→ **DATA EXCERPTS**:

-- Start --

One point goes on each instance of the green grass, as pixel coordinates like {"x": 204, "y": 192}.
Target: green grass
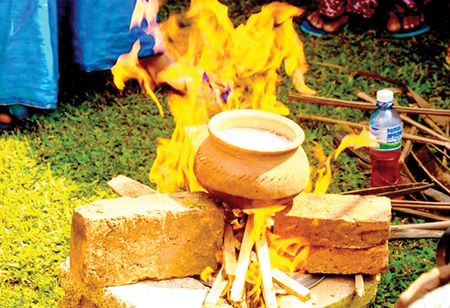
{"x": 57, "y": 160}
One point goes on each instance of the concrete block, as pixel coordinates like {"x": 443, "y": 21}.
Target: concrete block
{"x": 161, "y": 236}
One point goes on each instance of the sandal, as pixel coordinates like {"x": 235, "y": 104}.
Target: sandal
{"x": 7, "y": 120}
{"x": 308, "y": 28}
{"x": 419, "y": 29}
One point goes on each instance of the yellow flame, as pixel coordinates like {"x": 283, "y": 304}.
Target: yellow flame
{"x": 128, "y": 68}
{"x": 288, "y": 254}
{"x": 206, "y": 274}
{"x": 148, "y": 10}
{"x": 254, "y": 277}
{"x": 324, "y": 174}
{"x": 241, "y": 62}
{"x": 364, "y": 139}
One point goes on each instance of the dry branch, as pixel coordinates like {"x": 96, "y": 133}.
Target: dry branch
{"x": 431, "y": 176}
{"x": 423, "y": 103}
{"x": 229, "y": 251}
{"x": 398, "y": 234}
{"x": 262, "y": 250}
{"x": 408, "y": 146}
{"x": 363, "y": 105}
{"x": 445, "y": 206}
{"x": 237, "y": 289}
{"x": 425, "y": 226}
{"x": 420, "y": 213}
{"x": 391, "y": 191}
{"x": 408, "y": 120}
{"x": 361, "y": 126}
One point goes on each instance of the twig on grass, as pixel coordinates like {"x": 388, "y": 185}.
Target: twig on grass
{"x": 361, "y": 105}
{"x": 361, "y": 126}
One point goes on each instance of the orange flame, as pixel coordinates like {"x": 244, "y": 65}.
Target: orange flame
{"x": 324, "y": 174}
{"x": 218, "y": 67}
{"x": 288, "y": 254}
{"x": 148, "y": 11}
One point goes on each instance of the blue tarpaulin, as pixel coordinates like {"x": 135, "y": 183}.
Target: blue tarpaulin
{"x": 29, "y": 35}
{"x": 28, "y": 53}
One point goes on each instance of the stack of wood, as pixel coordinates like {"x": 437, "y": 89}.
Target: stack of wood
{"x": 424, "y": 160}
{"x": 245, "y": 249}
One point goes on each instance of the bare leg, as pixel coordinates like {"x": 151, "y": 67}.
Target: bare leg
{"x": 409, "y": 21}
{"x": 318, "y": 22}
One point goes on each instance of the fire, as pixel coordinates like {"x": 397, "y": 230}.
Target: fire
{"x": 218, "y": 67}
{"x": 324, "y": 174}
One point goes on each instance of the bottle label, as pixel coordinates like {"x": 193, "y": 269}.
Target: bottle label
{"x": 389, "y": 138}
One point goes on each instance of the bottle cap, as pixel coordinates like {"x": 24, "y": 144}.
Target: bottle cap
{"x": 385, "y": 96}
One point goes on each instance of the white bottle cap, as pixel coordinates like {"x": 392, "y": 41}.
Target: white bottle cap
{"x": 385, "y": 96}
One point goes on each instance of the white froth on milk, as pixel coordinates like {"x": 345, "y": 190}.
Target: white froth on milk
{"x": 254, "y": 139}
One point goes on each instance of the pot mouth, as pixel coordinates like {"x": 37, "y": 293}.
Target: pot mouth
{"x": 256, "y": 131}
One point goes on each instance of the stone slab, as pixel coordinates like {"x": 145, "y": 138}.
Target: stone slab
{"x": 180, "y": 292}
{"x": 161, "y": 236}
{"x": 344, "y": 261}
{"x": 333, "y": 291}
{"x": 343, "y": 221}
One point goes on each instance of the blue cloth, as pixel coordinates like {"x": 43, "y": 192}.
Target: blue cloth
{"x": 101, "y": 32}
{"x": 28, "y": 53}
{"x": 29, "y": 36}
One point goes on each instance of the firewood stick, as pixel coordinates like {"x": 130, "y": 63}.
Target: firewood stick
{"x": 399, "y": 234}
{"x": 408, "y": 146}
{"x": 430, "y": 206}
{"x": 439, "y": 134}
{"x": 237, "y": 289}
{"x": 229, "y": 251}
{"x": 420, "y": 213}
{"x": 423, "y": 128}
{"x": 444, "y": 158}
{"x": 290, "y": 285}
{"x": 262, "y": 250}
{"x": 216, "y": 290}
{"x": 422, "y": 204}
{"x": 426, "y": 226}
{"x": 431, "y": 176}
{"x": 429, "y": 121}
{"x": 359, "y": 285}
{"x": 423, "y": 103}
{"x": 361, "y": 126}
{"x": 362, "y": 105}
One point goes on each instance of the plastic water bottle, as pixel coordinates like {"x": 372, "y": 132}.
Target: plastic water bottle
{"x": 386, "y": 126}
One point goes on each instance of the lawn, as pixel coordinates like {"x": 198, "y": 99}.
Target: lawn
{"x": 59, "y": 159}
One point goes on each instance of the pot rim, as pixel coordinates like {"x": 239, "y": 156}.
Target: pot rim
{"x": 257, "y": 119}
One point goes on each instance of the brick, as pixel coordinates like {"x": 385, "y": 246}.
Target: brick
{"x": 345, "y": 261}
{"x": 343, "y": 221}
{"x": 125, "y": 240}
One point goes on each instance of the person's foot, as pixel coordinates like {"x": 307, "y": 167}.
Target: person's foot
{"x": 327, "y": 24}
{"x": 5, "y": 118}
{"x": 410, "y": 21}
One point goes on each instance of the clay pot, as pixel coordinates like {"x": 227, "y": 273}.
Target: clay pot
{"x": 246, "y": 177}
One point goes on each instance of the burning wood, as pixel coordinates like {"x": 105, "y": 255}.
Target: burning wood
{"x": 254, "y": 278}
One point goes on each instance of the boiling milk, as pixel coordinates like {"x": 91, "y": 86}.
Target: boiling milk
{"x": 254, "y": 139}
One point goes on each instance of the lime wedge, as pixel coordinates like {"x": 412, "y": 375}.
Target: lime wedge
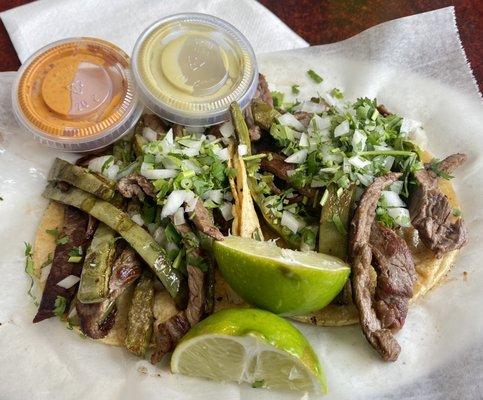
{"x": 283, "y": 281}
{"x": 252, "y": 346}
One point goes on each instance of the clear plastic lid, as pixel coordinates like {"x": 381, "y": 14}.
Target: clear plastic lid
{"x": 76, "y": 95}
{"x": 189, "y": 68}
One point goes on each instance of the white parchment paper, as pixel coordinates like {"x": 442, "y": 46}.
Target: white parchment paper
{"x": 37, "y": 24}
{"x": 416, "y": 67}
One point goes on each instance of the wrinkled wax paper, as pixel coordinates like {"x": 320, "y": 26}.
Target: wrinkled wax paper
{"x": 416, "y": 67}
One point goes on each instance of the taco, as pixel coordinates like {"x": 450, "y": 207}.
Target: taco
{"x": 122, "y": 252}
{"x": 347, "y": 179}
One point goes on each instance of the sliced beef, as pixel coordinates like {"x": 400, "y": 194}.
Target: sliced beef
{"x": 135, "y": 185}
{"x": 431, "y": 212}
{"x": 97, "y": 319}
{"x": 154, "y": 122}
{"x": 276, "y": 165}
{"x": 168, "y": 334}
{"x": 204, "y": 222}
{"x": 372, "y": 314}
{"x": 383, "y": 110}
{"x": 263, "y": 92}
{"x": 75, "y": 229}
{"x": 396, "y": 276}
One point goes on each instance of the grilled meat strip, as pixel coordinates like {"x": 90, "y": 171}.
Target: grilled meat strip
{"x": 97, "y": 319}
{"x": 396, "y": 276}
{"x": 167, "y": 334}
{"x": 395, "y": 273}
{"x": 431, "y": 212}
{"x": 75, "y": 229}
{"x": 204, "y": 222}
{"x": 135, "y": 185}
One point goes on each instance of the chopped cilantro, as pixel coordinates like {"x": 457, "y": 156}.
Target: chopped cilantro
{"x": 315, "y": 77}
{"x": 53, "y": 232}
{"x": 258, "y": 384}
{"x": 339, "y": 225}
{"x": 29, "y": 268}
{"x": 337, "y": 93}
{"x": 107, "y": 163}
{"x": 60, "y": 304}
{"x": 63, "y": 240}
{"x": 457, "y": 212}
{"x": 277, "y": 99}
{"x": 230, "y": 172}
{"x": 434, "y": 165}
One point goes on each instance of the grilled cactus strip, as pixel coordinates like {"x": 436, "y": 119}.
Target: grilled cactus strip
{"x": 82, "y": 178}
{"x": 331, "y": 240}
{"x": 94, "y": 283}
{"x": 140, "y": 240}
{"x": 263, "y": 114}
{"x": 241, "y": 130}
{"x": 140, "y": 317}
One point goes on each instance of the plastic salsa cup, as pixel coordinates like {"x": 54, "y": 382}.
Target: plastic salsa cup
{"x": 76, "y": 95}
{"x": 189, "y": 68}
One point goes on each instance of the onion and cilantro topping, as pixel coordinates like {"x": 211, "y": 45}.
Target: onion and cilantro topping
{"x": 343, "y": 144}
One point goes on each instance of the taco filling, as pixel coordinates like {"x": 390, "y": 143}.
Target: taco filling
{"x": 124, "y": 251}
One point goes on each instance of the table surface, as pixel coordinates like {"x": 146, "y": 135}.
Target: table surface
{"x": 327, "y": 21}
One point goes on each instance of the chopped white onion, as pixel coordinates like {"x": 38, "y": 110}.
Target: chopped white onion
{"x": 310, "y": 106}
{"x": 228, "y": 196}
{"x": 304, "y": 140}
{"x": 365, "y": 179}
{"x": 320, "y": 123}
{"x": 226, "y": 211}
{"x": 316, "y": 183}
{"x": 359, "y": 140}
{"x": 328, "y": 170}
{"x": 342, "y": 129}
{"x": 174, "y": 201}
{"x": 227, "y": 130}
{"x": 149, "y": 134}
{"x": 137, "y": 219}
{"x": 111, "y": 172}
{"x": 72, "y": 313}
{"x": 195, "y": 129}
{"x": 392, "y": 199}
{"x": 97, "y": 163}
{"x": 44, "y": 273}
{"x": 290, "y": 221}
{"x": 389, "y": 162}
{"x": 159, "y": 235}
{"x": 190, "y": 152}
{"x": 223, "y": 154}
{"x": 242, "y": 150}
{"x": 168, "y": 162}
{"x": 400, "y": 216}
{"x": 191, "y": 144}
{"x": 191, "y": 204}
{"x": 297, "y": 157}
{"x": 397, "y": 187}
{"x": 358, "y": 162}
{"x": 178, "y": 217}
{"x": 68, "y": 281}
{"x": 190, "y": 166}
{"x": 288, "y": 119}
{"x": 157, "y": 173}
{"x": 152, "y": 228}
{"x": 214, "y": 195}
{"x": 169, "y": 137}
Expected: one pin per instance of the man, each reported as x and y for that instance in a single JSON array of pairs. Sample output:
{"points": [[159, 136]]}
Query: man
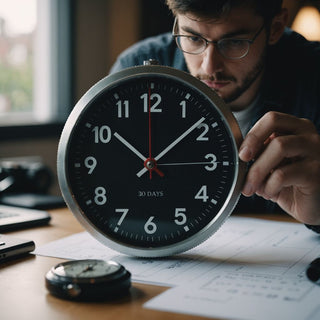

-- End --

→ **WHAT IS BEING ASKED**: Beginning with the line that contains "Expected: one pin" in the data above, please copy each line exactly until the last line, both ends included, skipping any pictures.

→ **COMPLETED TASK**:
Expected: one pin per instance of the man, each reported as x and y for that instance in a single JSON array of pairs. Sample output:
{"points": [[159, 136]]}
Query: man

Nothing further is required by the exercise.